**Exercise 1:** According to the Xinhua report on Weng'an, about how many local residents stormed police and government office buildings on June 28, 2008?
**Exercise 2:** Reproduce the part of the Xinhua report on Weng'an starting with "Local officials admitted" and going on through "themselves through development.".

**Selected extract:**
--- START ---
BEIJING, Oct. 18 (Xinhua) -- Safeguarding people's rights and interests is the fundamental means of maintaining social stability, the Communist Party of China (CPC) chief of a county in southwest China's Guizhou Province said Thursday.
"After the unrest, we came to realize that social stability requires maximum efforts to protect people's rights and interests," Sha Xiangui, secretary of the Weng'an county CPC committee, said in an interview published in the Thursday edition of the People's Daily.
A violent protest broke out in Weng'an on June 28, 2008, when about 30,000 local residents stormed police and government office buildings after rumors spread that police had covered up the rape and murder of a teenage girl. A further investigation revealed that she had drowned.
Local officials admitted that there were social grievances in Weng'an, citing issues such as county authorities failing to resolve disputes over mines, homes being demolished for urban building projects, residents being relocated for reservoir construction and state-owned enterprise reforms.
Sha said the unrest was a mirror reflecting the struggles backward areas face in transforming themselves through development.
"The county needs to develop its economy in leaps while simultaneously improving people's livelihoods," Sha said.
The county's economy had been developing remarkably prior to the unrest. Statistics show that the county's GDP nearly doubled in the eight years leading up to the incident.
"It occurred because the government failed to improve people's livelihoods for too long a time, causing mounting problems and grievances," Sha said.
The official said the county has been working hard to make up for the past by prioritizing education, creating jobs, enhancing the rural medical care system and constructing affordable housing units.
Over the last two years, the county has been working on a mechanism to make it easier for people to express their complaints, as well as a mediation system for social problems.
Sha said the unrest exposed tension between local officials and the people, as well as a loss of credibility for the local government at the time.
After the unrest, the county government asked officials to visit local residents and listen to their opinions, according to Sha.
Data from two sample surveys conducted by the National Bureau of Statistics (NBS) showed that around 94 percent of respondents were satisfied with the county officials' work.
Ge Qiyi, a teenager who torched a government building during the unrest, turned to the police for help when he was involved in a recent business dispute, according to Sha.
"There are more and more people like him who trust law enforcement and other authorities when they are in trouble," said Sha.
The county has also strengthened the democratic management of community organizations by engaging people in discussions on important issues, including the adjustment of agricultural structures and the comprehensive management of public security.
Sha said the unrest not only exposed lax management at the community level, but also reflected the people's increased awareness of rights and participation.
"The management of community organizations should advance with the times," said Sha.
--- END ---
**Given data:**
--- START ---
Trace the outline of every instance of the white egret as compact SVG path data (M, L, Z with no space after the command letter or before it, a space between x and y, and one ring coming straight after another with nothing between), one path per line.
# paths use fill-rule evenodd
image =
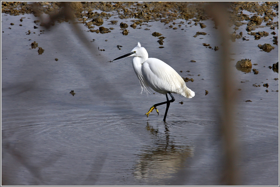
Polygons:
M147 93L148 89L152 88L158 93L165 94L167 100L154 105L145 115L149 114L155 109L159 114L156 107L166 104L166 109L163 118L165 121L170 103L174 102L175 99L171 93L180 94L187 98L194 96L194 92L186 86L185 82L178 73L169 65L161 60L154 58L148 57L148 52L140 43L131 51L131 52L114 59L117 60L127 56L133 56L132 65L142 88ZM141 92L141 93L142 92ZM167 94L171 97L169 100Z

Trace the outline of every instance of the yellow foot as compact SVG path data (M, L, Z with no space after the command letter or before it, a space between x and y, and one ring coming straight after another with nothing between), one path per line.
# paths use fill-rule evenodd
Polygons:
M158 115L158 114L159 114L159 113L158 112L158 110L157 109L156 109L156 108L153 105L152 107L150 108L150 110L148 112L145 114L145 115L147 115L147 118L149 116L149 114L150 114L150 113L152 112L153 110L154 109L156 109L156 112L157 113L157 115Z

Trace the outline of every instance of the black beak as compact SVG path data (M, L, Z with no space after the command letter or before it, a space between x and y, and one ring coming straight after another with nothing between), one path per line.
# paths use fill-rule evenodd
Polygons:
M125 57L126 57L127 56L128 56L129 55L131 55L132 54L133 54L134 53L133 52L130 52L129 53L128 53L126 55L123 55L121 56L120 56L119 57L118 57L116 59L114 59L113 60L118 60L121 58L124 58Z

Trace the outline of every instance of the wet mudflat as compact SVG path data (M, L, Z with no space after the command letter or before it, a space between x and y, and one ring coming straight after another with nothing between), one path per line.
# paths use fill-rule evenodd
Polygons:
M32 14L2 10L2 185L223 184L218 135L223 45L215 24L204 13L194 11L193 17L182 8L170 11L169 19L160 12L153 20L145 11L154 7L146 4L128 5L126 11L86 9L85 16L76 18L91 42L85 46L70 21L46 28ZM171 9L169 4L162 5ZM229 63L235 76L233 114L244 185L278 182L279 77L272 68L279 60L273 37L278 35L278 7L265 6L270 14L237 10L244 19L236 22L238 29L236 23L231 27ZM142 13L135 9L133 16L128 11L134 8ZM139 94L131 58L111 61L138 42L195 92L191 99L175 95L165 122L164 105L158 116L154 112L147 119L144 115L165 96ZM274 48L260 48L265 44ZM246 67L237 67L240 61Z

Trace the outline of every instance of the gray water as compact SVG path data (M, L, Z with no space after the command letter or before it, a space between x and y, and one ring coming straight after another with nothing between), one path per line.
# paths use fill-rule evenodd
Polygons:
--- END ---
--- START ---
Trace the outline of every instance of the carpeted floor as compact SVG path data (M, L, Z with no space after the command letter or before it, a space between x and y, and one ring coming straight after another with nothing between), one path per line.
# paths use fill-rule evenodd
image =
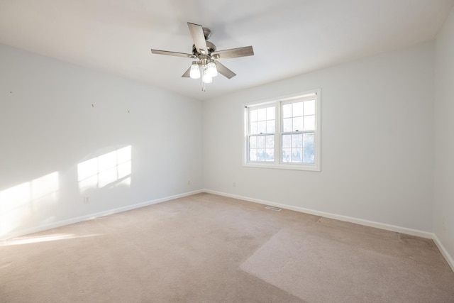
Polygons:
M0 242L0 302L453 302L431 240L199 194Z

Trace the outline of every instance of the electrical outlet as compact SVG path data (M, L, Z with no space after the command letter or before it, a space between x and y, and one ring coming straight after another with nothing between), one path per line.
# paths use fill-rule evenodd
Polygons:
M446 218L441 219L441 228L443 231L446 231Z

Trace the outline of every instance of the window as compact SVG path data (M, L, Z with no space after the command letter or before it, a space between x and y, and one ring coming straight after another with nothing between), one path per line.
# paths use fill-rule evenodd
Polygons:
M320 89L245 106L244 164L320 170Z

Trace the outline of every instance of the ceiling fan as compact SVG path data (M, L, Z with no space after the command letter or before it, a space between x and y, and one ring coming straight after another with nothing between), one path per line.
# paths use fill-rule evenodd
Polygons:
--- END ---
**Response 1:** About 30,000

**Response 2:**
Local officials admitted that there were social grievances in Weng'an, citing issues such as county authorities failing to resolve disputes over mines, homes being demolished for urban building projects, residents being relocated for reservoir construction and state-owned enterprise reforms.
Sha said the unrest was a mirror reflecting the struggles backward areas face in transforming themselves through development.